CONSIGNES DES TÂCHES
- a) Recopiez le passage du texte sur Weil et les droits qui va de « 22(Nous devrions noter » à « sur les droits. ».
- b) Relevez chaque ligne de la liste contenant le mot « shirt ».

SOURCE
____

21L’argument de Woolman est, en un sens, l’inverse du genre d’argument qui menait à la conclusion qu’il serait injuste pour les marchands de distribuer de la nourriture à bas prix aux gens affamés d’Irlande. Là, l’idée d’une injustice faite aux marchands dépendait d’une conception de leurs droits illégitimes (nonlegal) à faire des profits spéculatifs élevés, tandis que dans les écrits de Woolman, le portrait vivant du traitement injuste vaut par lui-même, et c’est la compréhension de l’injustice qui donne aux références faites aux droits par Woolman l’espèce de sérieux moral qu’elles possèdent. Dans les termes de Weil, ce que fait Woolman est d’aider ses lecteurs à entendre le cri : « Pourquoi me fait-on du mal ? ». Le point de départ est crucial : ouvrir la sensibilité à la souffrance des Africains capturés (et de leur famille, et des esclaves nés aux Amériques). La compréhension de l’injustice qui caractérise l’argumentation provient de cette sensibilité, qui entend conduire les lecteurs à se demander comment ils peuvent continuer à être parties prenantes de l’infliction d’une telle souffrance. Ce que Weil critique, c’est le mode de pensée qui inverse le sens de la compréhension – et dans lequel la notion de droits modèle notre compréhension de l’injustice, alors conçue dans les termes de ce qui est dû à une personne en comparaison avec ce qui est dû à d’autres. Ainsi, ce que montre l’exemple des essais de Woolman, c’est que, si nous voulons interpréter raisonnablement Weil, nous ne lui ferons pas dire que la simple occurrence du langage des droits rend impossible pour une argumentation sociale de faire justice à l’injustice.

22(Nous devrions noter ici qu’une bonne partie de l’histoire de ce pays est marquée par l’utilisation d’arguments qui vont dans la direction opposée à celle de Woolman, i.e., qui commencent par les droits. C’est particulièrement évident dans les argumentations qui sont parties des droits à la liberté pour conclure au droit de mener sans entrave des pratiques comportant une grave injustice – l’injustice envers les esclaves, par exemple, et plus tard envers leurs descendants. Ce qui ne va pas dans de telles analyses, selon la conception de Weil, tient en définitive à la connexion qui est faite entre la notion de droit et une conception de l’autonomie articulée à ce qu’elle décrit dans « La Personne et le Sacré » comme le « personnel ».)

IV.

23Dans cette section, je m’efforce d’écarter certains malentendus possibles touchant ce que Weil dit sur les droits.

  • 1 La question est ici compliquée, et elle implique l’idée d’emplois légitimes et illégitimes d’un t (...)

24Weil ne nie pas que l’on puisse avoir positivement un droit à ne pas subir telle ou telle forme d’injustice. C’est évident dans l’un de ses exemples : arracher l’œil de quelqu’un serait un cas d’injustice au sens où elle l’entend, mais aussi une violation du droit à l’intégrité physique protégé par le droit pénal. Pas davantage Weil ne veut-elle nier, ou n’a-t-elle besoin de nier, que l’existence de tels droits légaux puisse être d’une grande importance pour prévenir l’injustice. Les droits peuvent œuvrer à la justice ou à l’injustice ; le concept d’un droit possède, selon elle, une sorte d’indifférence morale au bien. C’est sous ce rapport un concept différent de la justice. Cette différence participe dès lors de l’opposition générale entre le « niveau » de la justice et le « niveau » des droits. La justice et le respect des droits, comme concepts, ont différentes sortes de relations au bien1.

____

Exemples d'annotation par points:
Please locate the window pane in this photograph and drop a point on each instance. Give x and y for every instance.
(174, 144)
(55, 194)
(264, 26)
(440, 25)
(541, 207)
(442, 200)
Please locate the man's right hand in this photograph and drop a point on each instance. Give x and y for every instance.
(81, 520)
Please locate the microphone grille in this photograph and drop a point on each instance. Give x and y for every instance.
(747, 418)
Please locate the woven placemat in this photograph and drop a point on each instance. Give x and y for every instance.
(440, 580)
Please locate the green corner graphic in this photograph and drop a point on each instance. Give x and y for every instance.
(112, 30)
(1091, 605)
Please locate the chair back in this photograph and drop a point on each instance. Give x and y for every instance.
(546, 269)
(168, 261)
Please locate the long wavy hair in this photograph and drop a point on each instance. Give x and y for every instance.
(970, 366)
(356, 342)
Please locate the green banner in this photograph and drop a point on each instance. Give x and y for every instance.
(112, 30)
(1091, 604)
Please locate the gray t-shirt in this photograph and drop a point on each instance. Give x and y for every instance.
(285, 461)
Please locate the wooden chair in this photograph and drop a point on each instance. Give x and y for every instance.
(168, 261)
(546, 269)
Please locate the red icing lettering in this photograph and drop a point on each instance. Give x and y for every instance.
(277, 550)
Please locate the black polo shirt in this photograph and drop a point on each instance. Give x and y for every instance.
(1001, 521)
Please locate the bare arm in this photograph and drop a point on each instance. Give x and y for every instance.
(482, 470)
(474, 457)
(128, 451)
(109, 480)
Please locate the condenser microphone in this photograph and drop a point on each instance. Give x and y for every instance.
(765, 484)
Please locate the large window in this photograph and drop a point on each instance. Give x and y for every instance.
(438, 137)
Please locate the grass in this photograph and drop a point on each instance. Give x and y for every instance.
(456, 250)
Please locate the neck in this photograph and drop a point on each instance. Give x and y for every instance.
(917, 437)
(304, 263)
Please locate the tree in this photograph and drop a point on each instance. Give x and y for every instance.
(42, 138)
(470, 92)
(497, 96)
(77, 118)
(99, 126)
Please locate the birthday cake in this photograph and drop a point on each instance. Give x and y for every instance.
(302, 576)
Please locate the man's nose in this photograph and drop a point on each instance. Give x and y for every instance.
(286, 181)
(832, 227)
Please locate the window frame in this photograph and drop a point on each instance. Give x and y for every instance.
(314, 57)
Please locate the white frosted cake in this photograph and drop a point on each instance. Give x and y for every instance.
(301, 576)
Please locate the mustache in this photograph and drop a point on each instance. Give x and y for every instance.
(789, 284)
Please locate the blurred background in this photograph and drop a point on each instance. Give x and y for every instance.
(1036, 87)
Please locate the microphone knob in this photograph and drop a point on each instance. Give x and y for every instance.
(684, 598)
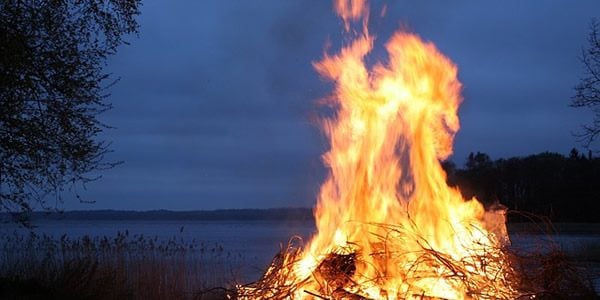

____

RÉPONSES FOURNIES
- a)
22(Nous devrions noter ici qu’une bonne partie de l’histoire de ce pays est marquée par l’utilisation d’arguments qui vont dans la direction opposée à celle de Woolman, i.e., qui commencent par les droits. C’est particulièrement évident dans les argumentations qui sont parties des droits à la liberté pour conclure au droit de mener sans entrave des pratiques comportant une grave injustice – l’injustice envers les esclaves, par exemple, et plus tard envers leurs descendants. Ce qui ne va pas dans de telles analyses, selon la conception de Weil, tient en définitive à la connexion qui est faite entre la notion de droit et une conception de l’autonomie articulée à ce qu’elle décrit dans « La Personne et le Sacré » comme le « personnel ».)

IV.

23Dans cette section, je m’efforce d’écarter certains malentendus possibles touchant ce que Weil dit sur les droits.

- b)
Please locate the gray t-shirt in this photograph and drop a point on each instance. Give x and y for every instance.
Please locate the black polo shirt in this photograph and drop a point on each instance. Give x and y for every instance.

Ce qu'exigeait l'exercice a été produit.